> **TASK**
Copy the listing below in full and skip every picture.

(Saved entries)
--- START ---

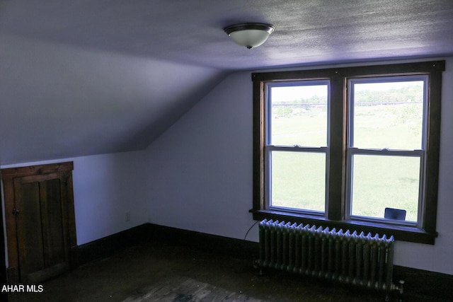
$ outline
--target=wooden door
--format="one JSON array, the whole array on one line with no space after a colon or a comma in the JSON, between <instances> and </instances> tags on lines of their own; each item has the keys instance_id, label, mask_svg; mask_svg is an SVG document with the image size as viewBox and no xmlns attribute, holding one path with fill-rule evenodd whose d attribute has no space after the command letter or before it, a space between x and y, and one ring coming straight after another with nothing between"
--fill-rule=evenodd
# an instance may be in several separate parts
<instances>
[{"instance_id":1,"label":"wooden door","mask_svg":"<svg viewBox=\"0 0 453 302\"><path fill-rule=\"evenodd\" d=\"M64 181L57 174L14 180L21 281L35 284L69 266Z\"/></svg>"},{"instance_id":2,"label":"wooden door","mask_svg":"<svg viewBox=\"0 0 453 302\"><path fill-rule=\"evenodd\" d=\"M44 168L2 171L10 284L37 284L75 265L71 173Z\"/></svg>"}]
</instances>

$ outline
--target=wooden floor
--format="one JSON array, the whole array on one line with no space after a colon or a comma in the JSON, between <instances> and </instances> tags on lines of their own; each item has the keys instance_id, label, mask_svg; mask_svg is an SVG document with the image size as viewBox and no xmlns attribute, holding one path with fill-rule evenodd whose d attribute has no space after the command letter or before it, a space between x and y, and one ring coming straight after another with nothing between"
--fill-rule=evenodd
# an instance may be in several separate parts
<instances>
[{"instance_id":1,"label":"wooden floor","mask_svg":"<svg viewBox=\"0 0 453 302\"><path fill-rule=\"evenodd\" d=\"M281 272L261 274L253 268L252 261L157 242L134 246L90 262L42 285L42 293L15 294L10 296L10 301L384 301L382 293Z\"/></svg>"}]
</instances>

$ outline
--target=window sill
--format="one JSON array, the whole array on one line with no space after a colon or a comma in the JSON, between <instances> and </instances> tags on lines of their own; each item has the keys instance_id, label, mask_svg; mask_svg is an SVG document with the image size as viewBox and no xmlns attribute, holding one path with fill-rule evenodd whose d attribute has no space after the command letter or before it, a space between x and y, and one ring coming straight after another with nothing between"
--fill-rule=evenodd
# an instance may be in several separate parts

--- END ---

> **EXERCISE ANSWER**
$ outline
--target=wooden door
--format="one JSON array, the whole array on one line with no space after a colon or a comma in the JSON, between <instances> and </instances> tags on lines of their own; each item has the keys instance_id, label, mask_svg; mask_svg is an SVG document with the image size as viewBox and no xmlns attribute, holding one path with fill-rule evenodd whose d attribute has no space after the command letter or before it, a space between x and y, and one ring coming straight after another with nothing between"
--fill-rule=evenodd
# an instance may be in several separate parts
<instances>
[{"instance_id":1,"label":"wooden door","mask_svg":"<svg viewBox=\"0 0 453 302\"><path fill-rule=\"evenodd\" d=\"M64 181L57 174L14 180L21 281L35 284L69 266Z\"/></svg>"},{"instance_id":2,"label":"wooden door","mask_svg":"<svg viewBox=\"0 0 453 302\"><path fill-rule=\"evenodd\" d=\"M44 168L2 171L10 284L37 284L75 265L71 173Z\"/></svg>"}]
</instances>

$ outline
--target=wooden floor
--format="one JSON array, the whole array on one line with no space after a colon or a comma in the JSON, between <instances> and </instances> tags on lines of their own; each item has the keys instance_id, label, mask_svg; mask_svg is an SVG document with the image size as viewBox and no xmlns attribute, holding one path with fill-rule evenodd whose d attribute has no space after the command letter or before it, a space between x and y, and one ring coming straight after another with nothing between"
--fill-rule=evenodd
# an instance may be in several separate parts
<instances>
[{"instance_id":1,"label":"wooden floor","mask_svg":"<svg viewBox=\"0 0 453 302\"><path fill-rule=\"evenodd\" d=\"M281 272L261 274L253 268L252 261L157 242L134 246L90 262L42 285L42 293L15 294L10 296L10 301L384 301L382 293Z\"/></svg>"}]
</instances>

$ outline
--target=window sill
--format="one JSON array, the whole array on one line with no space after a colon or a comma in the JSON, between <instances> and </instances> tags on lines of their own; each item has the keys instance_id, label, mask_svg; mask_svg is an SVG document with the image size as viewBox and no xmlns attribute, holding one path with fill-rule evenodd whose d attribute has no space after the command letter or before it, a space between x and y, and one ring coming straight after another with nothing between"
--fill-rule=evenodd
# an instance may be in several separate parts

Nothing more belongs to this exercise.